## 任务说明
[1] 在这篇讲 matplotlib 画图问题的帖子里，作者想让 x 轴显示什么范围和步长？
[2] 把这篇讲 matplotlib 画图问题的帖子里从“在这里，当我尝试使用 matplotlib 绘制它时，x”到“sys.setrecursionlimit(4000)”的那段原样抄下来。

··· 所给文本

由于代码有很多行，我首先要展示一下问题所在：

我定义了一个简单的循环并得到了适当的结果。

在这里，当我尝试使用 matplotlib 绘制它时，x 轴上显示的范围与我输入的范围不同。我想要 0 到 100，步长为 5，但我得到的是 0 到 17.5，步长为 2.5。

我这样编码有什么问题吗？如果没有，下面是其余代码，谢谢！：

import random
import math
import numpy as np
import matplotlib.pyplot as plt
from matplotlib.pyplot import figure
from matplotlib.colors import ListedColormap
import sys
import decimal 
sys.setrecursionlimit(4000)

n = 10   # number of rows and columns in the grid
p = 0.9  # probability that each square is open

def gridMakerN(n):
  grid = (np.random.rand(n,n) < p).astype(int)
  mycolormap = ListedColormap(["grey","blue"])
  #plt.imshow(grid, cmap=mycolormap)
  return grid

# define an exception that we will raise if percolation is detected
class percolationException(Exception): pass

# query() looks for a path from (row, col) to the bottom of the grid
# recursive function: it calls itself to determine if a path exists
def query(row, col, grid, visited):
  #print("Visiting square ", row, ",", col) <- This was previously part of the code

  # mark row, col as visited
  visited[row,col] = 1

  # is row equal to the bottom row? If so, output "path found"

······
··· 数据摘录

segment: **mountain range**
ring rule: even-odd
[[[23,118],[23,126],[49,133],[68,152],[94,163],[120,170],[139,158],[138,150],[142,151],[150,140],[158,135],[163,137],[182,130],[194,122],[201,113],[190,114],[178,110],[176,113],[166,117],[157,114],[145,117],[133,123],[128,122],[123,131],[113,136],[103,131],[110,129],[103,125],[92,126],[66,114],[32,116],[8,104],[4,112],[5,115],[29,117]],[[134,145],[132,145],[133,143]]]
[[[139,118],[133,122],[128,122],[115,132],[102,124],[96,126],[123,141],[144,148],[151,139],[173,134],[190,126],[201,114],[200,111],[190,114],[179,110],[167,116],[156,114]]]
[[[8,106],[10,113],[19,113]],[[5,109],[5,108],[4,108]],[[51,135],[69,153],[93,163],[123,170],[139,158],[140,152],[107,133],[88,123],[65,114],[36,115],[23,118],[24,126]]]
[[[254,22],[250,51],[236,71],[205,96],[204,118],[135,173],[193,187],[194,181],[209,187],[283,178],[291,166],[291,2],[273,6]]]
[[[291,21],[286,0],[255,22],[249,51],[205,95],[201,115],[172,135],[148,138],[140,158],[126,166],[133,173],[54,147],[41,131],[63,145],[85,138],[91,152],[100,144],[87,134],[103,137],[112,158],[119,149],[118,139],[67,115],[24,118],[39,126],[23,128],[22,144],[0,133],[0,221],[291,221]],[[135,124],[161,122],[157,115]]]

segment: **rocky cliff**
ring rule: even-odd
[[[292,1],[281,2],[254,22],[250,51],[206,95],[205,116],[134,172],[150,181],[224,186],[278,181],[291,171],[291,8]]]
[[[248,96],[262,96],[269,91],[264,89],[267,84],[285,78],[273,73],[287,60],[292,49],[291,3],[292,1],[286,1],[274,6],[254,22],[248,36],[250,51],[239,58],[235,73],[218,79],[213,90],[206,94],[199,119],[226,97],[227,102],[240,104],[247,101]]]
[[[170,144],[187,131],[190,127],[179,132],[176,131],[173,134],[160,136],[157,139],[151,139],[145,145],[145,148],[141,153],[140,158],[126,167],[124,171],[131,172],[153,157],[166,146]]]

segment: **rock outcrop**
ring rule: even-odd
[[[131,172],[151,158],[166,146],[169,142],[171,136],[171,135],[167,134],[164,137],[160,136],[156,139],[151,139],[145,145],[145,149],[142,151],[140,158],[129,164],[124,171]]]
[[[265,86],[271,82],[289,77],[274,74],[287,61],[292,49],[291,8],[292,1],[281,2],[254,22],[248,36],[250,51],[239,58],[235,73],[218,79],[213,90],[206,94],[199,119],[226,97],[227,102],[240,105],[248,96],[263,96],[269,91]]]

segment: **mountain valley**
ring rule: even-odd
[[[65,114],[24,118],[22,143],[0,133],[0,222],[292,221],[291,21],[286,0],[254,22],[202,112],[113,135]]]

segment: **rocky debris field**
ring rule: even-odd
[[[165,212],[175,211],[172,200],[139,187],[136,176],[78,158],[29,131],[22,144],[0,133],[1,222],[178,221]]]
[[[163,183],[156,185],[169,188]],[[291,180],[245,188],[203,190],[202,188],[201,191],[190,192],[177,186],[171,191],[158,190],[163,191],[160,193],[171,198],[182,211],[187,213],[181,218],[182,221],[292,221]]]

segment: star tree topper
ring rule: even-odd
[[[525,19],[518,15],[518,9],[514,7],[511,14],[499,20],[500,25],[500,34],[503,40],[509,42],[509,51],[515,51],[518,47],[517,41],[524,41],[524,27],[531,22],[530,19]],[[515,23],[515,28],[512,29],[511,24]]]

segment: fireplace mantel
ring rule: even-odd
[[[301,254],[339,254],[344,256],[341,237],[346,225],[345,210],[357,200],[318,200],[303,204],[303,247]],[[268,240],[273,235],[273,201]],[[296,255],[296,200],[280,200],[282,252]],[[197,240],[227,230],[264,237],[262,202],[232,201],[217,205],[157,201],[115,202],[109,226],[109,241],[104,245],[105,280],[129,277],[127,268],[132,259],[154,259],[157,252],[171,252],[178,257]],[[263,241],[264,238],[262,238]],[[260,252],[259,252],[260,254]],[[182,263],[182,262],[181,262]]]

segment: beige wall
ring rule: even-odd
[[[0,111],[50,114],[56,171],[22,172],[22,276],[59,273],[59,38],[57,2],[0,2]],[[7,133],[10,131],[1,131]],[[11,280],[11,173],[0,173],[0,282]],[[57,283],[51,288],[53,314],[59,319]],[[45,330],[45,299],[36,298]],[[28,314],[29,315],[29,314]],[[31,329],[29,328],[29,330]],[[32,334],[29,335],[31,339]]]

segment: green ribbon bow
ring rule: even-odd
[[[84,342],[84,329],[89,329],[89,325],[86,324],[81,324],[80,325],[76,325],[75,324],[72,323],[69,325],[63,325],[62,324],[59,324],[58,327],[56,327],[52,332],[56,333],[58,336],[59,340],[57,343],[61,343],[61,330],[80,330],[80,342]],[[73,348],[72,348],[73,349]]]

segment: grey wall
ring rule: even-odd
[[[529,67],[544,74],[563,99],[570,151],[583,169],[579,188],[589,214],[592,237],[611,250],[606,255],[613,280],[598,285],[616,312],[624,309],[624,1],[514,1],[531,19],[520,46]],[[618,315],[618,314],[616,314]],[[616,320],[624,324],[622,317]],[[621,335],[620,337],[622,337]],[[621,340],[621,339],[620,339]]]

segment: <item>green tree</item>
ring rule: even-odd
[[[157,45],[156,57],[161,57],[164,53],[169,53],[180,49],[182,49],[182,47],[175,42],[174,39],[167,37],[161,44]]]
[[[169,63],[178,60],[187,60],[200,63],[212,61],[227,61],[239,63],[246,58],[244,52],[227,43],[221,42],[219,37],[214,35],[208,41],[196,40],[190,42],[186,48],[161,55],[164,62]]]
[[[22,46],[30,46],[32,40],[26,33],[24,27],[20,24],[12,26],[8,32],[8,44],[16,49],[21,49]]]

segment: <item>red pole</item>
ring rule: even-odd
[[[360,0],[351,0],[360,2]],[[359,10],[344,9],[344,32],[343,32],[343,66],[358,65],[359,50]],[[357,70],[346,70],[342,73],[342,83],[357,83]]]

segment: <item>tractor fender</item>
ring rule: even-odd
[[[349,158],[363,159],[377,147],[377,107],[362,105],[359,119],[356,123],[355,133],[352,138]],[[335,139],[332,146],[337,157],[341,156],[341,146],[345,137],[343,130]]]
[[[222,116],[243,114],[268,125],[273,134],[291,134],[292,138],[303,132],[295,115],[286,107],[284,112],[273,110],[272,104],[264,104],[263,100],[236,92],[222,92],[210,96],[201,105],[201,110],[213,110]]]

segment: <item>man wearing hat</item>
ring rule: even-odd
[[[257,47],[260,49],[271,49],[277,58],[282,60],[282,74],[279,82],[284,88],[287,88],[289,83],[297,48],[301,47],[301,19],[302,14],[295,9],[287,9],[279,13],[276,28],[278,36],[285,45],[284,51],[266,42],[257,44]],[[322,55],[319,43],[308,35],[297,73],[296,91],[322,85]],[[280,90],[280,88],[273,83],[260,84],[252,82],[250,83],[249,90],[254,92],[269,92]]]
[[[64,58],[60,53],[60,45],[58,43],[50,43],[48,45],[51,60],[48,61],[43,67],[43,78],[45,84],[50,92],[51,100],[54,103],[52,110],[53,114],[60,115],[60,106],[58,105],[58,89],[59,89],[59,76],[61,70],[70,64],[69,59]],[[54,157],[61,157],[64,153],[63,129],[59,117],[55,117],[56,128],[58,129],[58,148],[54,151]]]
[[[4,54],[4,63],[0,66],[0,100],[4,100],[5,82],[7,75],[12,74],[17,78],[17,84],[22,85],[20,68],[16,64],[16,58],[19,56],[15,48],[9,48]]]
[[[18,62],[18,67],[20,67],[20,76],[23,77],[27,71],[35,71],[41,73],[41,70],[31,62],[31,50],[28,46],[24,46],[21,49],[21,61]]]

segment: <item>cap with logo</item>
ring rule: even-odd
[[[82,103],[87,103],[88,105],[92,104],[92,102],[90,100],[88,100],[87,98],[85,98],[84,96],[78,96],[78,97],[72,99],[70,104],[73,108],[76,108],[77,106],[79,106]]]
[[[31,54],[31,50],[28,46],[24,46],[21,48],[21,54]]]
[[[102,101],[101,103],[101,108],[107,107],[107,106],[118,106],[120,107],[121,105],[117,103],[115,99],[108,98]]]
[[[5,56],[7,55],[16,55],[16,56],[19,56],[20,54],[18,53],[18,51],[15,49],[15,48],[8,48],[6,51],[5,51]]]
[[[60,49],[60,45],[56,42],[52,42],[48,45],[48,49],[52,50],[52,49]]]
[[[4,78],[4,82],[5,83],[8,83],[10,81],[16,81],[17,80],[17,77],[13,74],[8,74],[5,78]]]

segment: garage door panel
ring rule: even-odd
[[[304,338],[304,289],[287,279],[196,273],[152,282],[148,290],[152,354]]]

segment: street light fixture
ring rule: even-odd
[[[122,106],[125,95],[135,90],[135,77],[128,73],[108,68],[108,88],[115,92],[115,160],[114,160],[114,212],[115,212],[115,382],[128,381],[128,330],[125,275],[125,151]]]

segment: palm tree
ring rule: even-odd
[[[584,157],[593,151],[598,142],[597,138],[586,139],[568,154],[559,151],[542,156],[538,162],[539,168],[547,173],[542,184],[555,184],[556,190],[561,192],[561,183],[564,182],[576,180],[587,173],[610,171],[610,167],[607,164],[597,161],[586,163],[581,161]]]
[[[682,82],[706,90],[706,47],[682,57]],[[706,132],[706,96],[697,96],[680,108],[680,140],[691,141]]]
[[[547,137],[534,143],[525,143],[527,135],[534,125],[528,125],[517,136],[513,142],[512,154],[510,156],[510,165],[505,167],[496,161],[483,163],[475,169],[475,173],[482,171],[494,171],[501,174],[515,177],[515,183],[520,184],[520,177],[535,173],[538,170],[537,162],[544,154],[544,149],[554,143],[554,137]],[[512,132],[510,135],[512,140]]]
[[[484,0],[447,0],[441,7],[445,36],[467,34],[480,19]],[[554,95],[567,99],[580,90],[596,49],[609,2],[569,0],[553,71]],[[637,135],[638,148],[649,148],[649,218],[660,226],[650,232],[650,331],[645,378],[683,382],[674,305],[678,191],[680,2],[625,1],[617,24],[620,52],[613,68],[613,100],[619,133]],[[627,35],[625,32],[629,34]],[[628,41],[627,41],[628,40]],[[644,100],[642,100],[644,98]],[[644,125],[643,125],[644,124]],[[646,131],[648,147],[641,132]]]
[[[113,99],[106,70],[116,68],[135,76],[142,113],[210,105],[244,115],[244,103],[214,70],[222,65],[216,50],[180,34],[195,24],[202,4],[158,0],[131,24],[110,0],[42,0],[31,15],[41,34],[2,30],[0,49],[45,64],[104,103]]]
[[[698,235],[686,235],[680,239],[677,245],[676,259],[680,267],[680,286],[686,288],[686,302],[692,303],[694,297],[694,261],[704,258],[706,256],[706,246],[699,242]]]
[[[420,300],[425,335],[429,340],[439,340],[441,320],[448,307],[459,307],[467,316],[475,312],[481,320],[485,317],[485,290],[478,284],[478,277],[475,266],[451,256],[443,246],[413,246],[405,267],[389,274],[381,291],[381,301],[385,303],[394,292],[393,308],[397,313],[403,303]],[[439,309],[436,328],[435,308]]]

······

## 各题答案
[1] 0 到 100，步长为 5。

[2]
在这里，当我尝试使用 matplotlib 绘制它时，x 轴上显示的范围与我输入的范围不同。我想要 0 到 100，步长为 5，但我得到的是 0 到 17.5，步长为 2.5。

我这样编码有什么问题吗？如果没有，下面是其余代码，谢谢！：

import random
import math
import numpy as np
import matplotlib.pyplot as plt
from matplotlib.pyplot import figure
from matplotlib.colors import ListedColormap
import sys
import decimal 
sys.setrecursionlimit(4000)